List every line in the records below that contains the word "overcast", copying each line in full. Matches must agree in case.

[Start Rows]

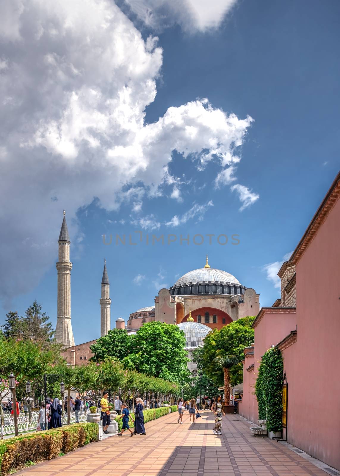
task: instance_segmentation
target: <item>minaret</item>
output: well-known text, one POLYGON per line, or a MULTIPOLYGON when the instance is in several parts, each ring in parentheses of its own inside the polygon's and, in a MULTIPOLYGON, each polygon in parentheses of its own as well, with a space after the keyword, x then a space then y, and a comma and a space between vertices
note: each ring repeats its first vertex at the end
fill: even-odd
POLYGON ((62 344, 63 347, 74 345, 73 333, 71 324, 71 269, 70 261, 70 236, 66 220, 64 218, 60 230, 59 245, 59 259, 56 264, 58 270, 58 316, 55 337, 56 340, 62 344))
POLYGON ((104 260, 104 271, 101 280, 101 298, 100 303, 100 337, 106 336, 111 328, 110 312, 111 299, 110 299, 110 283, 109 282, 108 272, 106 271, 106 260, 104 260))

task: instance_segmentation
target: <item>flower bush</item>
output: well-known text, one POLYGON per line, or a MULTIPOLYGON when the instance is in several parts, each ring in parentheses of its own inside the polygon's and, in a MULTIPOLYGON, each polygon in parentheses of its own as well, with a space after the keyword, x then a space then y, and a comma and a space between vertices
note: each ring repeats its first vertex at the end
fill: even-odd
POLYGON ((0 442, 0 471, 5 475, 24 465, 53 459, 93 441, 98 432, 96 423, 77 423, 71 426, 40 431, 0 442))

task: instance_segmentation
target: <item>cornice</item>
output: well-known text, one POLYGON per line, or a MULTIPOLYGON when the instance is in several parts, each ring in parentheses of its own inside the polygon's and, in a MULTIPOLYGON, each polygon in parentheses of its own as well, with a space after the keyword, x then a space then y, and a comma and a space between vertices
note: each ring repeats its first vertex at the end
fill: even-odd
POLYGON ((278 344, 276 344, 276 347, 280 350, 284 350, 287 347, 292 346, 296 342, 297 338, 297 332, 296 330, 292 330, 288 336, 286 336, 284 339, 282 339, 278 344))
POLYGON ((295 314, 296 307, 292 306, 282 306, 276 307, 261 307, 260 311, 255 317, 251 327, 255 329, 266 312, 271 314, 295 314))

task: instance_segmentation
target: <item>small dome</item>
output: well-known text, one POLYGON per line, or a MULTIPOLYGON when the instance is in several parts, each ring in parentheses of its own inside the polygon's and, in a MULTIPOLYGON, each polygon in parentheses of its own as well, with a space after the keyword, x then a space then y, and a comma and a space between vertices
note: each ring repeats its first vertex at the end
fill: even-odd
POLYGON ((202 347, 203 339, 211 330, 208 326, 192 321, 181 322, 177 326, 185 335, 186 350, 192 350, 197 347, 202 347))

[End Rows]
[Start Rows]

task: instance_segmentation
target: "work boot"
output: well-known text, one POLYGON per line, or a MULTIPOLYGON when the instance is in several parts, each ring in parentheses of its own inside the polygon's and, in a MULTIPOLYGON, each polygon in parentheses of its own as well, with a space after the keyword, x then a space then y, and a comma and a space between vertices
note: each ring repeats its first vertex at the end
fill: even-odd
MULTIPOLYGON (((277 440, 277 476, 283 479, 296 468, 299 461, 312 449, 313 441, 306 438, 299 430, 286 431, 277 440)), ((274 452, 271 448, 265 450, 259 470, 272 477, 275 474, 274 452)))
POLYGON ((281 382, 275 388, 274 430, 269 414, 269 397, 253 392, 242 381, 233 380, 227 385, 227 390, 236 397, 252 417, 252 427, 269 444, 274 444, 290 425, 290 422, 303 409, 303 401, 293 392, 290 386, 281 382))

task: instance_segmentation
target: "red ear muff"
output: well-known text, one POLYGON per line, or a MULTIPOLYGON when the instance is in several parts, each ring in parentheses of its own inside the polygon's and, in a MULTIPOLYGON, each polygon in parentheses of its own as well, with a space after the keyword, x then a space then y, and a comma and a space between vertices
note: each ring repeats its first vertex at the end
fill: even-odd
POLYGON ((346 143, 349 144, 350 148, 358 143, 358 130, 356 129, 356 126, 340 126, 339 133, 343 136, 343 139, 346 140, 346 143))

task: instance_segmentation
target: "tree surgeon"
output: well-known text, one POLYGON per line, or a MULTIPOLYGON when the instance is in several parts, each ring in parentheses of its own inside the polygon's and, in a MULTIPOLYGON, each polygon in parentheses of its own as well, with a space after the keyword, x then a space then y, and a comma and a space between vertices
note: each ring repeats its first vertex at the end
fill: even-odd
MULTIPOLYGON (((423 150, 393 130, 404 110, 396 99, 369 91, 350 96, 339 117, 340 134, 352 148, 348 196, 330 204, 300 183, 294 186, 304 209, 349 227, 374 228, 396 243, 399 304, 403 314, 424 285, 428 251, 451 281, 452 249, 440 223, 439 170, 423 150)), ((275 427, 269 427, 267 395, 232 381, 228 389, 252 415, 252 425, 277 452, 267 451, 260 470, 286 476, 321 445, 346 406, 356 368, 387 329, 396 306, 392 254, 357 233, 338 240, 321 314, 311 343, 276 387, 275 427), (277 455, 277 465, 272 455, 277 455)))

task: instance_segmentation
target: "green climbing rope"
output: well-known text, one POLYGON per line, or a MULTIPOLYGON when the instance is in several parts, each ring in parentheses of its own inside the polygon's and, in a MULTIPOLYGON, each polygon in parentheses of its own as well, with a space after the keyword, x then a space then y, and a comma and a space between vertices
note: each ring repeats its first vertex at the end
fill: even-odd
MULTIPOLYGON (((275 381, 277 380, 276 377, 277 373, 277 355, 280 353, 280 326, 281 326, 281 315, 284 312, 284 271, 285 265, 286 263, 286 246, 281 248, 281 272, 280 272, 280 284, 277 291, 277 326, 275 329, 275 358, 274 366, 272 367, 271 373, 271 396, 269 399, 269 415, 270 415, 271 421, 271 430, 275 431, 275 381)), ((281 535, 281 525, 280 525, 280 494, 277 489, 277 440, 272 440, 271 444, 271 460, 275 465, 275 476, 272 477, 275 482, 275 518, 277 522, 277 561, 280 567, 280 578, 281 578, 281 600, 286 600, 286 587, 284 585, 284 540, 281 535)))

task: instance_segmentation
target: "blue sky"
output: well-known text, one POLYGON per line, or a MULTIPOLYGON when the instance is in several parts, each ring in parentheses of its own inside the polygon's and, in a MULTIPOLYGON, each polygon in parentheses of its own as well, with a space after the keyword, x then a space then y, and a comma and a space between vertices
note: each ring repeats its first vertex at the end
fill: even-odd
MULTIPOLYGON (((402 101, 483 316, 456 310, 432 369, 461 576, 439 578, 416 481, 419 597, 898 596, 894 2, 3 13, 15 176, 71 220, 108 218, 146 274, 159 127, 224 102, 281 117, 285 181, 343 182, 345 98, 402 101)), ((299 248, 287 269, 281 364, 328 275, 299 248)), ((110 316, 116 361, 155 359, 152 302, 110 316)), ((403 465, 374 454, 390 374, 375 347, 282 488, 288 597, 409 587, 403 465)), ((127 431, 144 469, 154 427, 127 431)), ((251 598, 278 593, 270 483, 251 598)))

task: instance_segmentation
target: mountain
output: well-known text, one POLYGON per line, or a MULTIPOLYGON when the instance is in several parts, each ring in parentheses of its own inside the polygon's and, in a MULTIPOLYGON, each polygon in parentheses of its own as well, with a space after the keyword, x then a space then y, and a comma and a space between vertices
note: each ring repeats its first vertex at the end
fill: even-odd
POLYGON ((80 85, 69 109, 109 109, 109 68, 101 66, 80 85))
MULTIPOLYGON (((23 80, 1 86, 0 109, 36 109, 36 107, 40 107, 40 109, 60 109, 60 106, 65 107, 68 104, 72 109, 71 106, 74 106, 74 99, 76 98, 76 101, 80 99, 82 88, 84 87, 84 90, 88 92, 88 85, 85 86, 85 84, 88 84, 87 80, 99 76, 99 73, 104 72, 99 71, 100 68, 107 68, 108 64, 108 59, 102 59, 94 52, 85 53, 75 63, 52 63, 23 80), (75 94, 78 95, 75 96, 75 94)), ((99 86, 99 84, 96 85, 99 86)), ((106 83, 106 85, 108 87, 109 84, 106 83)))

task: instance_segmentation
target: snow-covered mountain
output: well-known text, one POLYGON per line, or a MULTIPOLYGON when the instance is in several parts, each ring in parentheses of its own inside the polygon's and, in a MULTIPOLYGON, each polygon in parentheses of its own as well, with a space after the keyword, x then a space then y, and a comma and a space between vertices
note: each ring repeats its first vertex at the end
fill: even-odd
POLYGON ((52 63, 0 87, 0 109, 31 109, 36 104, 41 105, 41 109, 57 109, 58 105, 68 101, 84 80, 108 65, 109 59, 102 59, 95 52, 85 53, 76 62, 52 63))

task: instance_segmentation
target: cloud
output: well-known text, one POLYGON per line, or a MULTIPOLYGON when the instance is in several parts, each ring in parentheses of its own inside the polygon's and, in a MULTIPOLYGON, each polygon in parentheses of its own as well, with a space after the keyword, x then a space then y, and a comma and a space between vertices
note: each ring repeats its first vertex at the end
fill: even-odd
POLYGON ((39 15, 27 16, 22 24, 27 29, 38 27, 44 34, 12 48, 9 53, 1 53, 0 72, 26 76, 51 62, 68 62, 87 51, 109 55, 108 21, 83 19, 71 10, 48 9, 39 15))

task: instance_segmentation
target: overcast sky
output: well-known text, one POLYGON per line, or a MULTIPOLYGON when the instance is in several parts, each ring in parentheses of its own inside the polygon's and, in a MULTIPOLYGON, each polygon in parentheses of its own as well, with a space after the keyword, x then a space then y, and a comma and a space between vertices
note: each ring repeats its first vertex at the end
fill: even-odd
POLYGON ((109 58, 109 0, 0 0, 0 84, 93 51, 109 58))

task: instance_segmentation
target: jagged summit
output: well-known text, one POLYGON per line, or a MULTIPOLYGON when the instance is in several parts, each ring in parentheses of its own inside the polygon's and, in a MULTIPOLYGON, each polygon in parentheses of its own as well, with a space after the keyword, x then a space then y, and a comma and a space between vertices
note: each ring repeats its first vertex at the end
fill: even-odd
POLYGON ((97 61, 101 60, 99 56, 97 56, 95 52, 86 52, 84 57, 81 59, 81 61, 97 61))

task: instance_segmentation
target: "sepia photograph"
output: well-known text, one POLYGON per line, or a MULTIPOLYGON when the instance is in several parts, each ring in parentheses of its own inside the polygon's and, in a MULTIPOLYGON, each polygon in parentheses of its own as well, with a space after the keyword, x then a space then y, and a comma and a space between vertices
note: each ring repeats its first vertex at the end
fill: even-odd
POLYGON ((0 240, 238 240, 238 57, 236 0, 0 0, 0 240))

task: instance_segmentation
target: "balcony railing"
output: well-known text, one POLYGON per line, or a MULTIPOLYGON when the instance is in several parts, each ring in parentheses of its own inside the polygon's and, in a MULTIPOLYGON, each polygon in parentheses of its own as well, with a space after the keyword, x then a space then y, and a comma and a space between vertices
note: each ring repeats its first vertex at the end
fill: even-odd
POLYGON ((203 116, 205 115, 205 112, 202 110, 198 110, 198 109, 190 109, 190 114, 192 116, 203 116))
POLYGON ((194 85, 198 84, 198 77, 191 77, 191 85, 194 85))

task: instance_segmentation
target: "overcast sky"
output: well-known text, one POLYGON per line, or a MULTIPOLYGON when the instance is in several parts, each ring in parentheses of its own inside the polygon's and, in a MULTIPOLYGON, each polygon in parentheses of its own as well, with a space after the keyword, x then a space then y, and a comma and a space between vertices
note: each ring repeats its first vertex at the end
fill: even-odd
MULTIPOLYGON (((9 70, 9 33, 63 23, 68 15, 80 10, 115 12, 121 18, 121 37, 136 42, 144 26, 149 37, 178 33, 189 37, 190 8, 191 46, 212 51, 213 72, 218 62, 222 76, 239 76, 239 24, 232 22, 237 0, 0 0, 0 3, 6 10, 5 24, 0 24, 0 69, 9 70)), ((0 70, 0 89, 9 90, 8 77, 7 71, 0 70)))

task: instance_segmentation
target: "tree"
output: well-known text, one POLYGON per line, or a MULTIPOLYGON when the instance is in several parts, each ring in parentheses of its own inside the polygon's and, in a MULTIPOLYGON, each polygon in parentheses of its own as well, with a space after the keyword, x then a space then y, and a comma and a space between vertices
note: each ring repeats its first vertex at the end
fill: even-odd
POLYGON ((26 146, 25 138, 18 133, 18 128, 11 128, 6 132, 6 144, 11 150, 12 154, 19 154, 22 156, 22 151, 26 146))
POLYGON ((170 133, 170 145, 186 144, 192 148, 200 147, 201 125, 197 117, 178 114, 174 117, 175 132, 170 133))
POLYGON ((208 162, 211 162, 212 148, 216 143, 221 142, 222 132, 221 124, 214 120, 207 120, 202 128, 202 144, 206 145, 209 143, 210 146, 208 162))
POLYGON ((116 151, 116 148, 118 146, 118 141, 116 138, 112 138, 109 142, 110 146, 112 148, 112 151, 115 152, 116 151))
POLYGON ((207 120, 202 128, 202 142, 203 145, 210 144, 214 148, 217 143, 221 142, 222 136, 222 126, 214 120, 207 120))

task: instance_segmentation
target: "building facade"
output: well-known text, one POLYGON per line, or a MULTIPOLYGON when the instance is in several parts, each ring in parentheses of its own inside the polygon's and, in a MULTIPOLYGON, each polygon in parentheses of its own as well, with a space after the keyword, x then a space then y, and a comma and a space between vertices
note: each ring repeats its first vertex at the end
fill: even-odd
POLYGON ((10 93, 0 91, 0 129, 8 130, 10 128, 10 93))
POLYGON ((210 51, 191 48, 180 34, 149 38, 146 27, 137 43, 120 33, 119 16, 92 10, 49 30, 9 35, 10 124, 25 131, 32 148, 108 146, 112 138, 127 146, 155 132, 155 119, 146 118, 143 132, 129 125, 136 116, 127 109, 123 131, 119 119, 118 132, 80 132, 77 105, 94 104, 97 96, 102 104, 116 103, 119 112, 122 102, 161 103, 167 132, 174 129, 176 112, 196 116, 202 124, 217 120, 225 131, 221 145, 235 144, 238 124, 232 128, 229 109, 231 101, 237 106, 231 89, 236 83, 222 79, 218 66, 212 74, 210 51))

[End Rows]
[Start Rows]

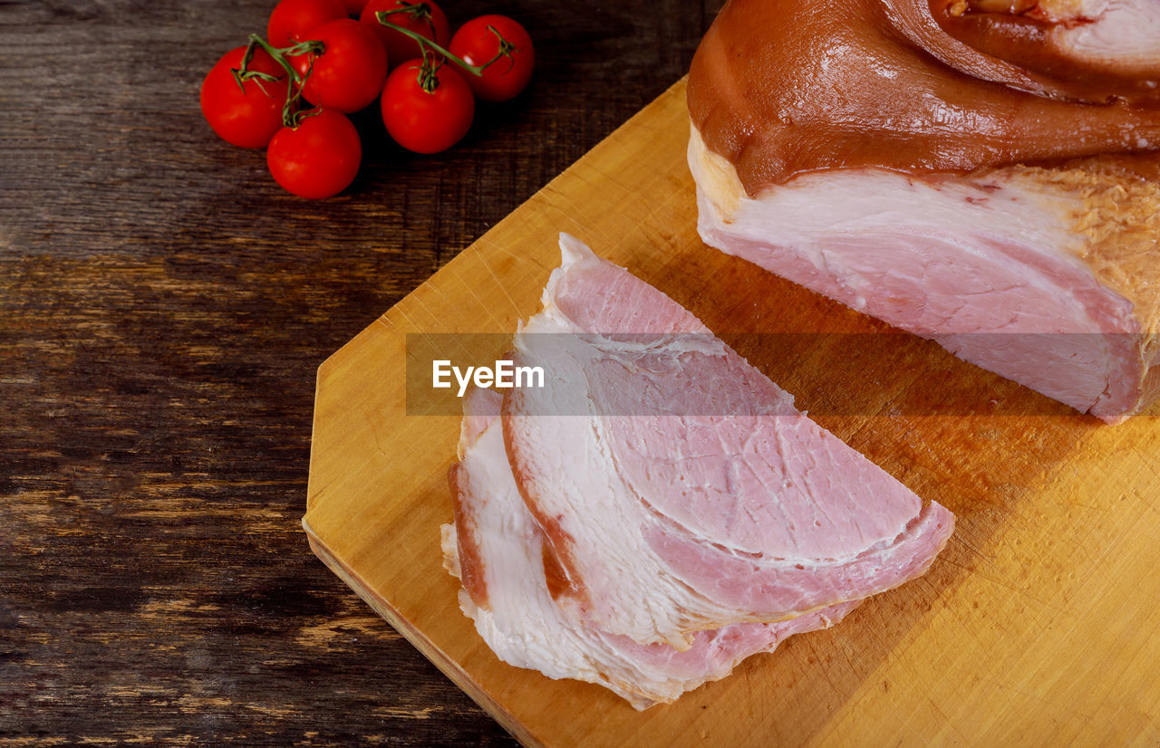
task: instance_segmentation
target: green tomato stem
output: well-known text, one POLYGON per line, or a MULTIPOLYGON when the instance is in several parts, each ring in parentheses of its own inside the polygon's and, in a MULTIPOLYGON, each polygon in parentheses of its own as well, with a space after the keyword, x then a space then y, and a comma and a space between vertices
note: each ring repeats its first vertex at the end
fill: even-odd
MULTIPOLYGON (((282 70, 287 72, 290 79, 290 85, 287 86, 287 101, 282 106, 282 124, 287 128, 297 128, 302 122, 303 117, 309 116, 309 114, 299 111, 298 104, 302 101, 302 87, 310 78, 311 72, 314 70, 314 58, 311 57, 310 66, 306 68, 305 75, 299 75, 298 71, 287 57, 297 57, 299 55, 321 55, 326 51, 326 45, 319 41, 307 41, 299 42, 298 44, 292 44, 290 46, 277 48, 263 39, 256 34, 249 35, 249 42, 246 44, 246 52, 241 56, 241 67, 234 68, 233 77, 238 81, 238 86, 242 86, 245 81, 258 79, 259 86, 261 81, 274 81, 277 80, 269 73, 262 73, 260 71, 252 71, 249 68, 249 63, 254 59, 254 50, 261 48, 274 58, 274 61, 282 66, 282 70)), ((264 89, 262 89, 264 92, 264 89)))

[End Rows]

**Response to this exercise**:
target: overcast sky
target: "overcast sky"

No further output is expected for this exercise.